EXERCISE DIRECTIONS
Pick out every line in the listing below that contains the string "blurred" and copy each such line in full. The match is case-sensitive.

THE DATA
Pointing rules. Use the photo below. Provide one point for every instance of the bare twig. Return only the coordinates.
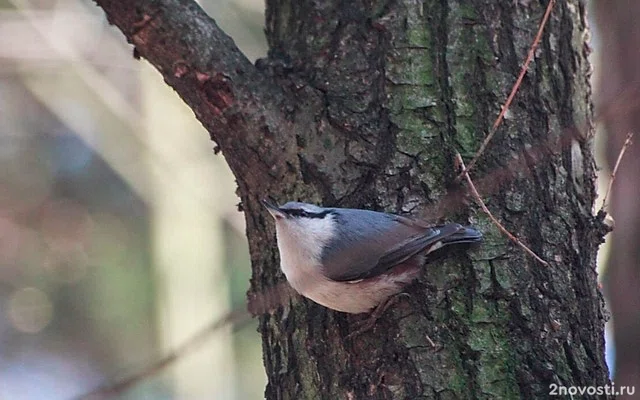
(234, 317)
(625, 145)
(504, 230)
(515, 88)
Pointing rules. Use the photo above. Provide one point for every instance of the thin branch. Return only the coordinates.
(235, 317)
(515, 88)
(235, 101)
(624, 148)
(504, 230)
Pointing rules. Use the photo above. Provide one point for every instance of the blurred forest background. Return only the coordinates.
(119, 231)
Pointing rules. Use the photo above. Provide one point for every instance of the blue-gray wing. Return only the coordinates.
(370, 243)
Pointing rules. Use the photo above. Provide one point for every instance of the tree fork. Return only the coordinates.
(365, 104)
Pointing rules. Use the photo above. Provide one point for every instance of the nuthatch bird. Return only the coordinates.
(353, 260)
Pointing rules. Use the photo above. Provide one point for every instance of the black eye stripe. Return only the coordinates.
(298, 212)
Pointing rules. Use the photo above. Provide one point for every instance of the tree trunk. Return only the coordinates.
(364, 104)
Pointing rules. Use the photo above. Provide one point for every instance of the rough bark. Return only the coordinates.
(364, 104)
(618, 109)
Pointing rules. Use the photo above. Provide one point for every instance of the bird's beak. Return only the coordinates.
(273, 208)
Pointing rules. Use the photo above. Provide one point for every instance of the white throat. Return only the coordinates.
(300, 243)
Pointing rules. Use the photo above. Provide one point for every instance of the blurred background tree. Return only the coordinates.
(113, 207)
* * *
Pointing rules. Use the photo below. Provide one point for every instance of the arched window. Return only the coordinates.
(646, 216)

RESULT FOR THIS TASK
Pointing rules. Use the photo above. Provide one point for every instance of the blurred forest background. Return only the coordinates.
Pointing rules. Use the photo above. Provide one point for every instance of the blurred background tree. Return only the coordinates.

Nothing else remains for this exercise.